THE TASK: With the line containing "the blue stripe" as the starting point, output every line of the data below through its final line, character for character.
Segment Start: RECORDS SUPPLIED
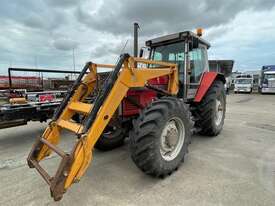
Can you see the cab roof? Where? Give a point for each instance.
(176, 37)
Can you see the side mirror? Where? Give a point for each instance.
(141, 52)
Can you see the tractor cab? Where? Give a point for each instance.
(189, 51)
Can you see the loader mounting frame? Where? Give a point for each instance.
(73, 165)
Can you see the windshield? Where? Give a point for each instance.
(269, 76)
(170, 53)
(243, 81)
(173, 53)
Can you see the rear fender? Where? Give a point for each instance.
(207, 80)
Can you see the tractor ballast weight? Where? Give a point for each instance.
(158, 106)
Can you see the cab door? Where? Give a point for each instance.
(198, 65)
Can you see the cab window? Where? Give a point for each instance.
(198, 64)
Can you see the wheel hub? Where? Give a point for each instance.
(172, 139)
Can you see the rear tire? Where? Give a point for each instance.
(160, 136)
(210, 112)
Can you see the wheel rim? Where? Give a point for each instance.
(218, 112)
(172, 139)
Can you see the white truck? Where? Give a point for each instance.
(243, 83)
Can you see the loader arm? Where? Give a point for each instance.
(74, 164)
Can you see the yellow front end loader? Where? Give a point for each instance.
(98, 115)
(157, 106)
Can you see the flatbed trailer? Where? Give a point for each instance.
(20, 114)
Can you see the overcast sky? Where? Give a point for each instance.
(43, 33)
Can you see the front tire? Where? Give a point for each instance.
(160, 137)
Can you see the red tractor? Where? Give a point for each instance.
(199, 108)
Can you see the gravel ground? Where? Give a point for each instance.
(235, 168)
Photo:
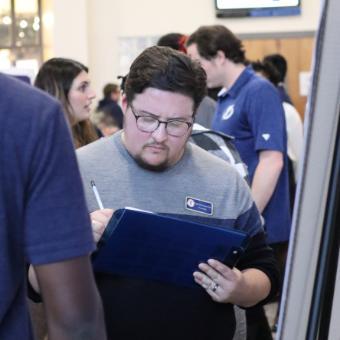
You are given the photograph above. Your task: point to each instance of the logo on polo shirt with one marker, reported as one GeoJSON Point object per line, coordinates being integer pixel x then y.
{"type": "Point", "coordinates": [266, 136]}
{"type": "Point", "coordinates": [228, 112]}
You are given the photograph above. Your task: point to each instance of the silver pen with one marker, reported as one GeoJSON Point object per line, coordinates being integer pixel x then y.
{"type": "Point", "coordinates": [96, 194]}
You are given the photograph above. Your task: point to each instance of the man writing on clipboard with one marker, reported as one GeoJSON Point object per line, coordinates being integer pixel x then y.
{"type": "Point", "coordinates": [150, 165]}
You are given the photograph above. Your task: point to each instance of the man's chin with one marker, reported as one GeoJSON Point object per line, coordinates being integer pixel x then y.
{"type": "Point", "coordinates": [158, 167]}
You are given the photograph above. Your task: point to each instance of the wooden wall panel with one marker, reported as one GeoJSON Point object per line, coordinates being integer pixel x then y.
{"type": "Point", "coordinates": [298, 53]}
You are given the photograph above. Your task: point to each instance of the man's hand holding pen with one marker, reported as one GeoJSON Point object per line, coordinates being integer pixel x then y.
{"type": "Point", "coordinates": [99, 220]}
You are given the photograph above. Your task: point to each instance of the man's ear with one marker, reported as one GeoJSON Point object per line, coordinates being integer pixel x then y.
{"type": "Point", "coordinates": [220, 57]}
{"type": "Point", "coordinates": [124, 103]}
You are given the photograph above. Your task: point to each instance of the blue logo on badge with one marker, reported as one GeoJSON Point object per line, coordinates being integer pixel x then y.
{"type": "Point", "coordinates": [195, 204]}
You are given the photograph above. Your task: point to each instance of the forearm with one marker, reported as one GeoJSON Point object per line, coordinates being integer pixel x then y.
{"type": "Point", "coordinates": [265, 178]}
{"type": "Point", "coordinates": [32, 277]}
{"type": "Point", "coordinates": [254, 287]}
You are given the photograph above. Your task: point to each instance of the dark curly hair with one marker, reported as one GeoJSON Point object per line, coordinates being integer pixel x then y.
{"type": "Point", "coordinates": [165, 69]}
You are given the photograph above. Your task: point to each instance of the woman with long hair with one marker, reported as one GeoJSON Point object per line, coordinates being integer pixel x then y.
{"type": "Point", "coordinates": [68, 81]}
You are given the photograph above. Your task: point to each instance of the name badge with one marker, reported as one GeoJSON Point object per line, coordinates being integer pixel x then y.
{"type": "Point", "coordinates": [200, 206]}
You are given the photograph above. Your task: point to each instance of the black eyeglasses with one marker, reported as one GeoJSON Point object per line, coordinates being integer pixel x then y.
{"type": "Point", "coordinates": [174, 127]}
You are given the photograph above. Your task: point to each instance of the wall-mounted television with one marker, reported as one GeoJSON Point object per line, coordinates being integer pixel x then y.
{"type": "Point", "coordinates": [256, 8]}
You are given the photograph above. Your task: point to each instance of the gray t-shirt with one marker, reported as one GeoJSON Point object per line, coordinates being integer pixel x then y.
{"type": "Point", "coordinates": [197, 178]}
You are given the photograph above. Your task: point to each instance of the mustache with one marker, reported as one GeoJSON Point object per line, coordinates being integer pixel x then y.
{"type": "Point", "coordinates": [158, 145]}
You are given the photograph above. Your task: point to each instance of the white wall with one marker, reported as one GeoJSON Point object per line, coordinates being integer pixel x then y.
{"type": "Point", "coordinates": [65, 31]}
{"type": "Point", "coordinates": [93, 37]}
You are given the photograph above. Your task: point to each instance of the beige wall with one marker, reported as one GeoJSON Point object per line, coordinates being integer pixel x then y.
{"type": "Point", "coordinates": [89, 30]}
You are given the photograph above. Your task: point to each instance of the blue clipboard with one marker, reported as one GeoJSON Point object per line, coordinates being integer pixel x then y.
{"type": "Point", "coordinates": [151, 246]}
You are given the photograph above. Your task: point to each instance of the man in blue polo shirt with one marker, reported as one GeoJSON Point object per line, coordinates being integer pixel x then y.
{"type": "Point", "coordinates": [249, 109]}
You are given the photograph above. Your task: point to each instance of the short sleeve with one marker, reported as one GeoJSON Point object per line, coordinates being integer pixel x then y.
{"type": "Point", "coordinates": [56, 220]}
{"type": "Point", "coordinates": [266, 118]}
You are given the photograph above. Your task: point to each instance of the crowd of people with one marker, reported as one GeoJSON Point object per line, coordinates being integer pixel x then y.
{"type": "Point", "coordinates": [158, 143]}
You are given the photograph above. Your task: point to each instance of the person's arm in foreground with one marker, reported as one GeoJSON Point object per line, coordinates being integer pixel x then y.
{"type": "Point", "coordinates": [266, 176]}
{"type": "Point", "coordinates": [71, 301]}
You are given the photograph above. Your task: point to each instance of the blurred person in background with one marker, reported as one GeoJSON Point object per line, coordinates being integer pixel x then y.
{"type": "Point", "coordinates": [68, 81]}
{"type": "Point", "coordinates": [109, 105]}
{"type": "Point", "coordinates": [206, 109]}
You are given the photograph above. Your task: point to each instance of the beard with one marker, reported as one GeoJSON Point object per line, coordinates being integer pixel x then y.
{"type": "Point", "coordinates": [156, 168]}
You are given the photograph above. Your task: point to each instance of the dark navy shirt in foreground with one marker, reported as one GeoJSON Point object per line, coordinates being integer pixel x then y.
{"type": "Point", "coordinates": [251, 111]}
{"type": "Point", "coordinates": [43, 218]}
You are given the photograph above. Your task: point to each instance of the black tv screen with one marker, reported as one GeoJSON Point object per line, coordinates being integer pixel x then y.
{"type": "Point", "coordinates": [256, 8]}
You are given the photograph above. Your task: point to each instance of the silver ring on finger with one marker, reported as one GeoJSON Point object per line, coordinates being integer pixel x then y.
{"type": "Point", "coordinates": [214, 286]}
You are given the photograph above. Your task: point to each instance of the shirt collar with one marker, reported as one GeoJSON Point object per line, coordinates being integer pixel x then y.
{"type": "Point", "coordinates": [246, 74]}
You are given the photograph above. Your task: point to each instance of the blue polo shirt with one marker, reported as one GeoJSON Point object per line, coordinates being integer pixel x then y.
{"type": "Point", "coordinates": [43, 214]}
{"type": "Point", "coordinates": [251, 111]}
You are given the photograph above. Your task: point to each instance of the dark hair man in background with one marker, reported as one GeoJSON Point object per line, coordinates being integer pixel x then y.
{"type": "Point", "coordinates": [280, 64]}
{"type": "Point", "coordinates": [250, 110]}
{"type": "Point", "coordinates": [206, 109]}
{"type": "Point", "coordinates": [151, 165]}
{"type": "Point", "coordinates": [110, 104]}
{"type": "Point", "coordinates": [43, 220]}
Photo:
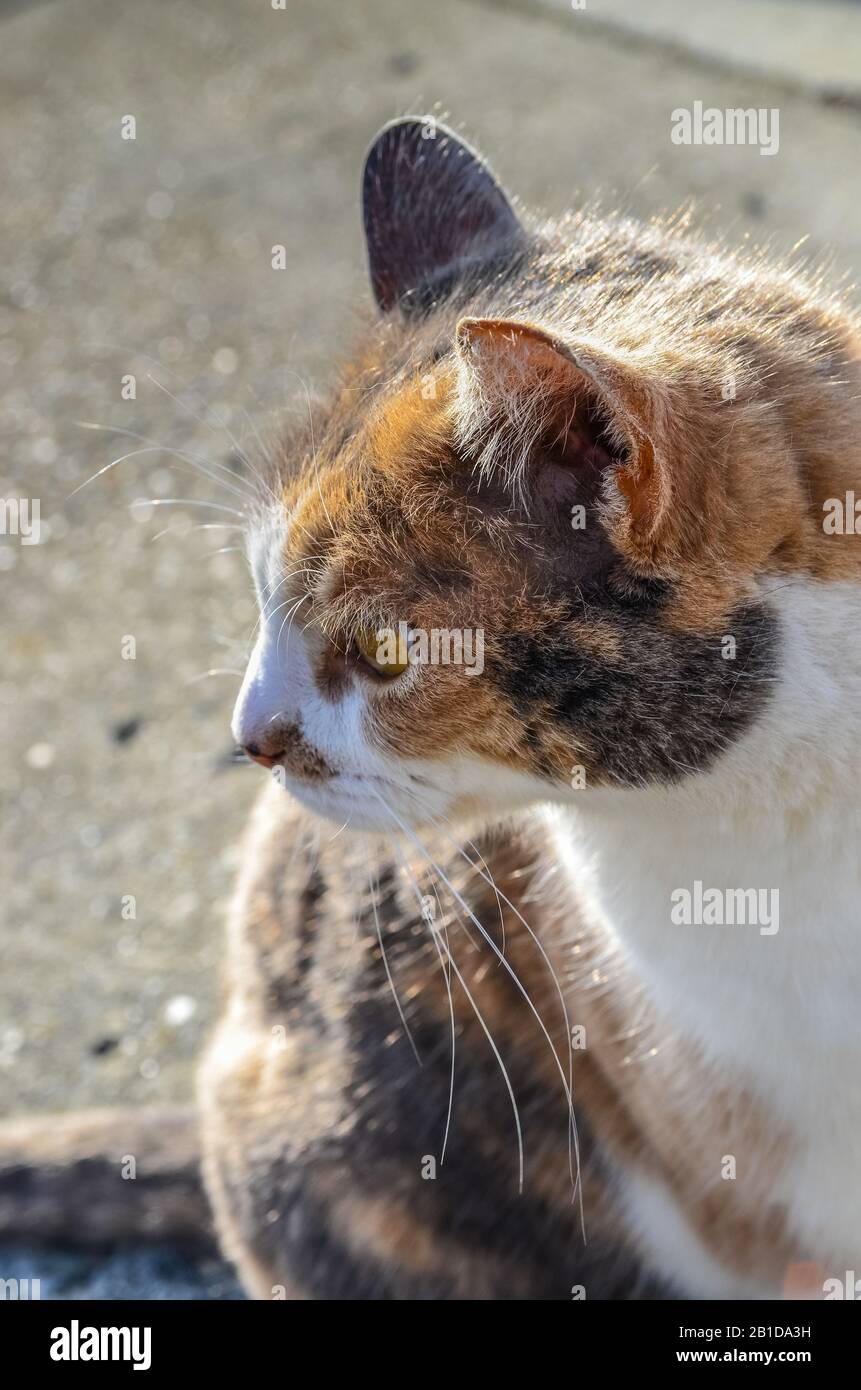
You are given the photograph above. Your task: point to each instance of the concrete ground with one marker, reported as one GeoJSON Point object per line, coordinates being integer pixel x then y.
{"type": "Point", "coordinates": [150, 257]}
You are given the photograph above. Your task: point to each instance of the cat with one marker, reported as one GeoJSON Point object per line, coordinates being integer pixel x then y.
{"type": "Point", "coordinates": [543, 966]}
{"type": "Point", "coordinates": [472, 1047]}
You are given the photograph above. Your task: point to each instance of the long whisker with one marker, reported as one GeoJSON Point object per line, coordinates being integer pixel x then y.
{"type": "Point", "coordinates": [447, 976]}
{"type": "Point", "coordinates": [388, 973]}
{"type": "Point", "coordinates": [206, 466]}
{"type": "Point", "coordinates": [488, 879]}
{"type": "Point", "coordinates": [487, 1033]}
{"type": "Point", "coordinates": [494, 948]}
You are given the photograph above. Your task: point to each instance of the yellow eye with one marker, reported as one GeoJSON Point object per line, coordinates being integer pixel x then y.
{"type": "Point", "coordinates": [385, 649]}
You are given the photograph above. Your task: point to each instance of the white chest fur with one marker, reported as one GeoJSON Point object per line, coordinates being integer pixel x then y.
{"type": "Point", "coordinates": [772, 1001]}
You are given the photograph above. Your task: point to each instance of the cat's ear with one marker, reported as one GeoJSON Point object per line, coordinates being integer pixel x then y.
{"type": "Point", "coordinates": [522, 389]}
{"type": "Point", "coordinates": [433, 213]}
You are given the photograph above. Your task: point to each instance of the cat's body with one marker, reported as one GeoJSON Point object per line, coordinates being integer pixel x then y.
{"type": "Point", "coordinates": [696, 414]}
{"type": "Point", "coordinates": [633, 826]}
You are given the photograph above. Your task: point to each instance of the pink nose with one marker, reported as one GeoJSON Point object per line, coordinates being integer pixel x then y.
{"type": "Point", "coordinates": [267, 756]}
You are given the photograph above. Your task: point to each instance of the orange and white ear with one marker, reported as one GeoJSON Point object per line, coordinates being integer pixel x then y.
{"type": "Point", "coordinates": [520, 389]}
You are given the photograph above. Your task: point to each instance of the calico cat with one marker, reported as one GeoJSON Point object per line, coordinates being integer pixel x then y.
{"type": "Point", "coordinates": [559, 998]}
{"type": "Point", "coordinates": [544, 965]}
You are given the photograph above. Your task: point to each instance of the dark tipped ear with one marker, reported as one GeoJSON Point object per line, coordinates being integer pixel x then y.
{"type": "Point", "coordinates": [433, 211]}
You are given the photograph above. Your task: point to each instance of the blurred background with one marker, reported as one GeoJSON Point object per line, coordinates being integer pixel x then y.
{"type": "Point", "coordinates": [139, 296]}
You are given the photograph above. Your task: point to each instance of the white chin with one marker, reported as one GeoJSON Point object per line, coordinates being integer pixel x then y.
{"type": "Point", "coordinates": [363, 804]}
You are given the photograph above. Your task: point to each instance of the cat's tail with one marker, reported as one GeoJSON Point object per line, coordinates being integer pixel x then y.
{"type": "Point", "coordinates": [103, 1176]}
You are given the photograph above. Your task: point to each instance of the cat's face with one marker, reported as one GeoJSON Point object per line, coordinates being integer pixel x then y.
{"type": "Point", "coordinates": [515, 562]}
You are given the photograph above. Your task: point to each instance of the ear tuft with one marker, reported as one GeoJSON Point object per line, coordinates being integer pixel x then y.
{"type": "Point", "coordinates": [434, 214]}
{"type": "Point", "coordinates": [522, 391]}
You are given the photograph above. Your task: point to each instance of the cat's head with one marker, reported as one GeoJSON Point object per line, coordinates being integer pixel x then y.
{"type": "Point", "coordinates": [529, 544]}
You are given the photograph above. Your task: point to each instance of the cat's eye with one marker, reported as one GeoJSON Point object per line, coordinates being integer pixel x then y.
{"type": "Point", "coordinates": [385, 649]}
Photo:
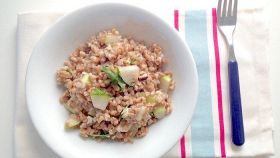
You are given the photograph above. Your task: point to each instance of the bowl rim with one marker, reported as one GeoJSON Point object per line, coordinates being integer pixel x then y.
{"type": "Point", "coordinates": [92, 6]}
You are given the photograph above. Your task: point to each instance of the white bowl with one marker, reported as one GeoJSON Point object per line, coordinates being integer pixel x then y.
{"type": "Point", "coordinates": [74, 29]}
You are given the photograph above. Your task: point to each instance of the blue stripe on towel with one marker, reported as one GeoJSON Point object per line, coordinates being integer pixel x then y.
{"type": "Point", "coordinates": [202, 130]}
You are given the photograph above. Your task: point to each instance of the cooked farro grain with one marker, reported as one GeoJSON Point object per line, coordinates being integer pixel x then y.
{"type": "Point", "coordinates": [115, 87]}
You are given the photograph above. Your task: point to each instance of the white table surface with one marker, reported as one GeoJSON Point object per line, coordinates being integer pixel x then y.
{"type": "Point", "coordinates": [8, 21]}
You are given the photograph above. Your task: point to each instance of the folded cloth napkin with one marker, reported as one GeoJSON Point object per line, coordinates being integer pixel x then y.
{"type": "Point", "coordinates": [209, 134]}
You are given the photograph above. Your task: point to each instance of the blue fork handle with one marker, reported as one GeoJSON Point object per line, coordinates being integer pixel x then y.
{"type": "Point", "coordinates": [235, 104]}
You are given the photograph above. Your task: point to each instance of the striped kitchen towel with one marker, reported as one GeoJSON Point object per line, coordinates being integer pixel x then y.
{"type": "Point", "coordinates": [209, 134]}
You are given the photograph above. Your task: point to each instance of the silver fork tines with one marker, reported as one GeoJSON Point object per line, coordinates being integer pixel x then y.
{"type": "Point", "coordinates": [226, 17]}
{"type": "Point", "coordinates": [227, 13]}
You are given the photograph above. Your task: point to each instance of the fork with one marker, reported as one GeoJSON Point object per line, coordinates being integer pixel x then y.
{"type": "Point", "coordinates": [226, 17]}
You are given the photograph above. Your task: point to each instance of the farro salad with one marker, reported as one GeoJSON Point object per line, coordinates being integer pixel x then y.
{"type": "Point", "coordinates": [115, 87]}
Segment End: RECORDS SUPPLIED
ANSWER SPACE:
You are given the photograph above. Your task: point to each instance of the blue stripe on towel with one marker, reported as one GeoJSON Point object per line, coordinates being integer pixel x then y.
{"type": "Point", "coordinates": [202, 130]}
You are given the photograph above. Your task: point to each instance of the cooked farro grain with one marker, reported as one GeoJSON Point object per line, coordinates being integer pixel x then y.
{"type": "Point", "coordinates": [115, 87]}
You are given the photograph above. Your task: point to each instance of the white table surface with one marker, reported as one GeoJSON Point object per line, coordinates being integer pixel x then y.
{"type": "Point", "coordinates": [8, 21]}
You are given the photograph above. Your task: point to each instance of the folded cloth napkin with one marker, reported as one GeoJSON Point object per line, coordinates being integer pixel x then y.
{"type": "Point", "coordinates": [209, 134]}
You are given the photograph above. Your task: point to each instance of the blue fork handle with one marker, reported as one GeoJSON Point object per line, coordinates being integer pixel x then y.
{"type": "Point", "coordinates": [235, 104]}
You are given the photograph above. Your task: point to each instance of the striped kitchen towel with one marker, reported as one GeoJSON Point object per line, coordinates being integer pixel x then y.
{"type": "Point", "coordinates": [209, 134]}
You are given the photograph above. Your task: point to each instance of the silver fork tines with one marker, reported as one GeoJSON Point object per line, coordinates being integer pixel x then y.
{"type": "Point", "coordinates": [226, 17]}
{"type": "Point", "coordinates": [227, 13]}
You are given the photograph above. Your task: point to each instance of the fork with one marker, reported as one GeoJSON Point object per line, coordinates being integer pixel x then y.
{"type": "Point", "coordinates": [226, 17]}
You are given the photograph above. Your task: point to each instance of the farro salad with one marker, reported as one GeoJSON Point object per line, coordinates being integer pixel x then y.
{"type": "Point", "coordinates": [115, 87]}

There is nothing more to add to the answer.